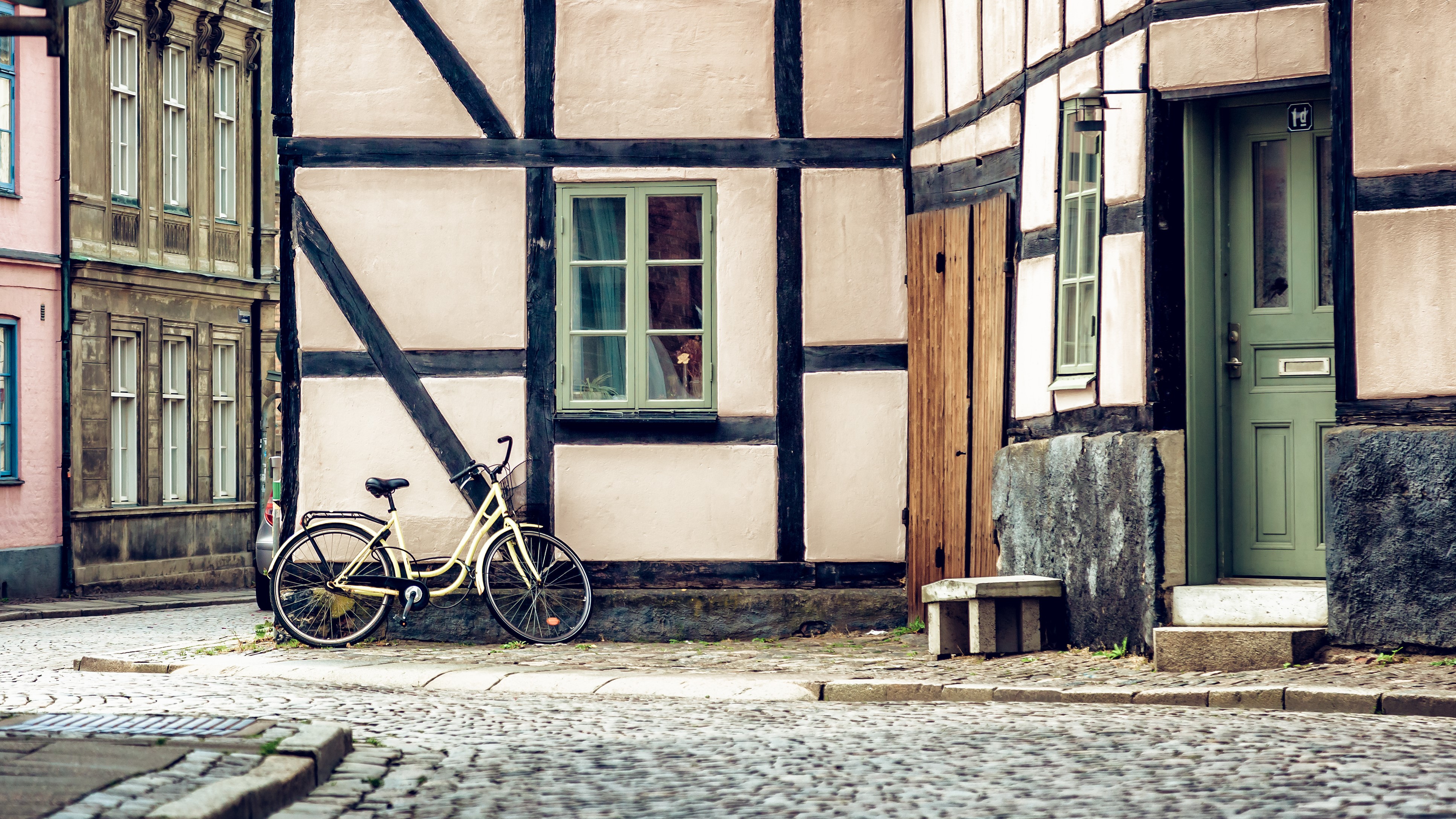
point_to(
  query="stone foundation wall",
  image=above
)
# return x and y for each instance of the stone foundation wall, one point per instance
(1391, 547)
(1090, 511)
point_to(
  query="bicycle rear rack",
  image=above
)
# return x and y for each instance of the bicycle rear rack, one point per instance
(340, 515)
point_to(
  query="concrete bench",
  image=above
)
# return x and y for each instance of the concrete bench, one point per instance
(986, 616)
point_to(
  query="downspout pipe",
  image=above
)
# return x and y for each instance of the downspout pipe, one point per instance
(65, 92)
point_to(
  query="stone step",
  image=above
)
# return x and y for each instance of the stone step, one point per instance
(1301, 607)
(1232, 649)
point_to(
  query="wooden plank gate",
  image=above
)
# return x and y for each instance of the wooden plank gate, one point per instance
(957, 283)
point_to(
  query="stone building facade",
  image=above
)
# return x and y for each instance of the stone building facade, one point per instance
(172, 280)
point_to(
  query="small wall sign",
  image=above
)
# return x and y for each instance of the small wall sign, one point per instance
(1301, 117)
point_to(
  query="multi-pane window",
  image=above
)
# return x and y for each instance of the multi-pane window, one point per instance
(6, 107)
(225, 420)
(174, 420)
(635, 293)
(225, 148)
(1081, 231)
(9, 401)
(174, 127)
(124, 419)
(124, 114)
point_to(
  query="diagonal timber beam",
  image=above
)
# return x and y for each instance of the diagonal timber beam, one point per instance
(455, 69)
(389, 359)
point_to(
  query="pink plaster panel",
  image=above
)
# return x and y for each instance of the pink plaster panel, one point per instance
(33, 512)
(1406, 304)
(33, 222)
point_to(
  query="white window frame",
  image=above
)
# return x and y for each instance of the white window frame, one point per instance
(175, 67)
(174, 420)
(225, 419)
(124, 423)
(1079, 258)
(124, 113)
(225, 142)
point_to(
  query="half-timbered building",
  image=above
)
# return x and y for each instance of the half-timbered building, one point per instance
(799, 305)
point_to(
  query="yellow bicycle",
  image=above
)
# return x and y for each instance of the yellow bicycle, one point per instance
(335, 581)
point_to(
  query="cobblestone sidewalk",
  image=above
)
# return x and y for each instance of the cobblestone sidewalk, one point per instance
(895, 656)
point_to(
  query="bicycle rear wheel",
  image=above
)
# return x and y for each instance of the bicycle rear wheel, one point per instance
(305, 596)
(548, 605)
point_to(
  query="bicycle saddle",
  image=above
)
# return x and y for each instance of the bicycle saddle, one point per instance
(381, 487)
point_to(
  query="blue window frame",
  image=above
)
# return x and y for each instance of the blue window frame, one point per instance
(6, 108)
(9, 401)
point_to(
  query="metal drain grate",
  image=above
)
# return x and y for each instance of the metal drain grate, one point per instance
(149, 725)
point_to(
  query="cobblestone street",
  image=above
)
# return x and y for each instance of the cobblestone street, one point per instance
(474, 755)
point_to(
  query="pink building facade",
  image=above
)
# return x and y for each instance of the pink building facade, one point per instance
(31, 318)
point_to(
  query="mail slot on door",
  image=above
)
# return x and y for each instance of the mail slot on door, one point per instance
(1304, 366)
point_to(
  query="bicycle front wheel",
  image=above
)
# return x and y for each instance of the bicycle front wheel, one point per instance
(306, 596)
(536, 588)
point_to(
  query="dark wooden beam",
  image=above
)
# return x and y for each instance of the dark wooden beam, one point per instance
(541, 342)
(851, 358)
(1406, 191)
(436, 363)
(455, 69)
(1343, 196)
(791, 365)
(388, 358)
(431, 152)
(1407, 412)
(541, 69)
(752, 430)
(788, 67)
(964, 183)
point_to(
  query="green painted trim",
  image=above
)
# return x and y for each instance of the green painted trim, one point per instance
(637, 295)
(1203, 342)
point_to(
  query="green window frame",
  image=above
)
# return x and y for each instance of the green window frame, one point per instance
(1079, 254)
(627, 276)
(9, 403)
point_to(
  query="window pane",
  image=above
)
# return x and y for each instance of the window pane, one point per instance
(1327, 224)
(1071, 231)
(1068, 307)
(1087, 314)
(599, 298)
(675, 228)
(1088, 239)
(675, 296)
(602, 228)
(599, 365)
(675, 366)
(1270, 224)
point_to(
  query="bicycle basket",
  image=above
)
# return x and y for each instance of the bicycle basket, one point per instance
(514, 486)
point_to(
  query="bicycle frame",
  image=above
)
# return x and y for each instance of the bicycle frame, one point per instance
(481, 525)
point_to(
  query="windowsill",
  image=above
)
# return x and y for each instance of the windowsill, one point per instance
(640, 416)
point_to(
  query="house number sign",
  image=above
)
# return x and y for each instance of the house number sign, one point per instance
(1301, 117)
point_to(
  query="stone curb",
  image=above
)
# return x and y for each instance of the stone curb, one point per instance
(300, 764)
(784, 688)
(99, 608)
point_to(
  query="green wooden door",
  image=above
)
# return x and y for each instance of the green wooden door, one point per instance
(1281, 313)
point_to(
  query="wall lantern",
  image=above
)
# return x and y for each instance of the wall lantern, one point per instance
(1088, 113)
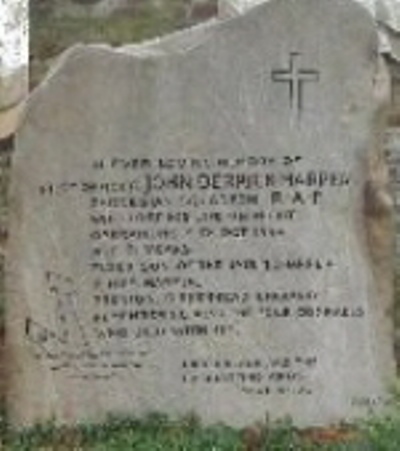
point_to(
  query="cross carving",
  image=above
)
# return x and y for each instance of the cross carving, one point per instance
(296, 78)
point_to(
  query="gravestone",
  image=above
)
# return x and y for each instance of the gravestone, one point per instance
(201, 224)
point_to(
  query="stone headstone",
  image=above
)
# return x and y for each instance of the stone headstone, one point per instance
(205, 227)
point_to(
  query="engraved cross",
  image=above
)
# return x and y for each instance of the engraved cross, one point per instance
(296, 79)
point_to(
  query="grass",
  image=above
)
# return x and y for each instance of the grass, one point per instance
(52, 35)
(158, 433)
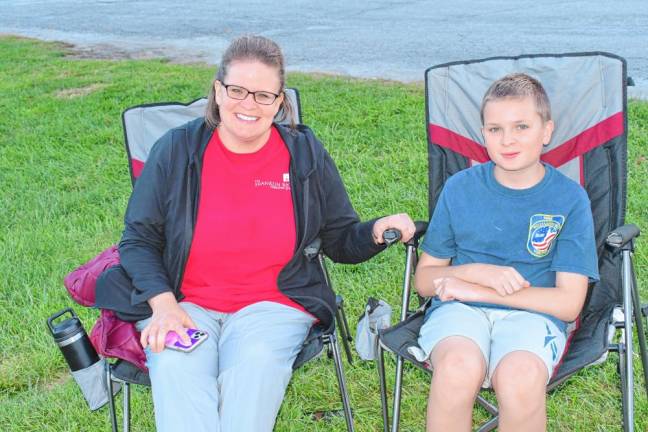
┄┄┄┄┄┄
The data must come back word for word, with every picture removed.

point_to(
  query="stone foundation wall",
  image=above
)
# return x and y for each instance of the stone foundation wall, one point per instance
(1391, 547)
(1090, 511)
point_to(
  query="bicycle rear rack",
  image=above
)
# return x and y for each instance of the bicycle rear rack, one point per instance
(340, 515)
point_to(
  query="concrete bench",
  image=above
)
# return x and y for each instance of the concrete bench, one point per instance
(986, 616)
point_to(
  query="downspout pipe",
  image=above
)
# return x and y for each instance of the downspout pipe, one point per instance
(65, 92)
point_to(
  query="stone step",
  image=above
)
# return x and y for each instance of the stone step, one point per instance
(1301, 607)
(1232, 649)
point_to(
  query="wooden plank gate",
  image=above
)
# return x and y for each instance of the wooden plank gate, one point per instance
(957, 283)
point_to(
  query="stone building facade",
  image=above
)
# return x and y for each instance of the stone building facade, one point per instance
(172, 280)
point_to(
  query="small wall sign",
  image=above
)
# return x and y for each instance of the small wall sign, one point per instance
(1301, 117)
point_to(
  query="multi-pane window",
  image=above
)
# return x and y for each instance of the multi-pane window, one point per instance
(6, 107)
(225, 420)
(174, 420)
(635, 293)
(225, 148)
(1081, 231)
(9, 401)
(174, 127)
(124, 419)
(124, 114)
point_to(
  query="diagonal timber beam",
  image=above
)
# return x and y for each instance of the diagonal timber beam, one point per instance
(455, 69)
(389, 359)
point_to(
  query="pink plaster panel",
  image=above
)
# return x and y for each instance of the pink plaster panel, one point per instance
(33, 512)
(1406, 304)
(33, 222)
point_to(
  query="white window frame",
  image=above
)
# return x and y for each instance of the white window frame, one point per instance
(175, 67)
(174, 420)
(225, 419)
(124, 423)
(1079, 258)
(124, 113)
(225, 142)
point_to(
  query="half-timbered building",
  image=above
)
# return x and y for each instance of the half-timbered building, one point per instance
(799, 305)
point_to(
  query="yellow bicycle",
  image=above
)
# return x and y for each instance of the yellow bicycle, one point per instance
(335, 581)
point_to(
  query="cobblestone sidewalk",
  image=above
)
# return x and y for each instance of the cobblestone sidewalk, one point per instance
(895, 656)
point_to(
  query="bicycle rear wheel",
  image=above
)
# return x and y for each instance of the bicycle rear wheel, one point per instance
(305, 596)
(548, 605)
point_to(
  query="bicycle saddle",
  image=above
)
# return x and y for each instance of the bicycle saddle, one point per instance
(381, 487)
point_to(
  query="blue window frame",
  image=above
)
# return x and y for each instance of the blue window frame, one point per instance
(6, 108)
(9, 401)
point_to(
  query="metal drain grate",
  image=above
)
# return x and y for each instance of the metal drain grate, one point per instance
(149, 725)
point_to(
  query="cobblestone street",
  image=above
)
# return x and y for each instance of the cobblestone street, one point per instance
(474, 755)
point_to(
  query="pink building facade",
  image=above
)
# return x and y for each instance of the pink building facade, one point per instance
(31, 318)
point_to(
  query="mail slot on door",
  image=above
)
# return x and y for each instance of the mail slot on door, one point per instance
(1304, 366)
point_to(
  query="bicycle front wheel",
  image=above
)
# return x and y for each instance of the bicycle front wheel, one point per instance
(306, 596)
(536, 588)
point_to(
  query="dark wooden beam",
  image=above
)
# return x and y for each instance of the dark wooden beam, one point per instance
(541, 342)
(851, 358)
(1406, 191)
(436, 363)
(455, 69)
(1343, 196)
(791, 365)
(388, 358)
(431, 152)
(1407, 412)
(541, 69)
(752, 430)
(788, 67)
(964, 183)
point_to(
  query="green painted trim",
  image=above
)
# return x and y for each instance of the green painted trim, one point per instance
(637, 295)
(1203, 342)
point_to(
  query="green window frame",
  image=above
)
# return x and y for each instance of the green window frame, one point per instance
(1079, 254)
(627, 276)
(9, 403)
point_to(
  query="window pane",
  image=above
)
# return x and y for each instance of the window pane, one point per instance
(1327, 224)
(1071, 231)
(1068, 307)
(1087, 314)
(599, 298)
(675, 228)
(1088, 239)
(675, 296)
(602, 228)
(599, 365)
(675, 366)
(1270, 224)
point_to(
  query="bicycle basket",
  image=above
)
# return x and y for each instance of the bicycle basket, one point per instance
(514, 486)
point_to(
  query="bicycle frame",
  image=above
)
# return x and y for each instance of the bicycle frame, one point per instance
(481, 525)
point_to(
  query="windowsill",
  image=above
)
# return x and y for each instance of the windowsill, one point per instance
(640, 416)
point_to(
  query="house number sign",
  image=above
)
# return x and y for each instance of the house number sign, one point per instance
(1301, 117)
point_to(
  query="stone curb",
  image=above
)
# return x and y for each instance of the stone curb, one point per instance
(300, 764)
(784, 688)
(99, 608)
point_to(
  query="green wooden door",
  image=above
)
# return x and y for each instance of the green wooden door, one point per instance
(1281, 313)
point_to(
  query="wall lantern",
  image=above
)
# return x and y for each instance of the wall lantern, one point per instance
(1088, 113)
point_to(
  query="cross carving",
  image=above
)
# return x and y for each instance of the cross carving, one point per instance
(296, 78)
point_to(
  query="gravestone",
  image=above
)
# return x and y for each instance of the gravestone, one point per instance
(201, 224)
point_to(
  query="stone headstone",
  image=above
)
# return x and y for each instance of the stone headstone, one point per instance
(205, 227)
point_to(
  query="engraved cross",
  image=above
)
# return x and y for each instance of the engraved cross, one point per instance
(296, 79)
point_to(
  query="grass",
  image=above
)
# return x and y for each instance of the grass, one point per instance
(52, 35)
(158, 433)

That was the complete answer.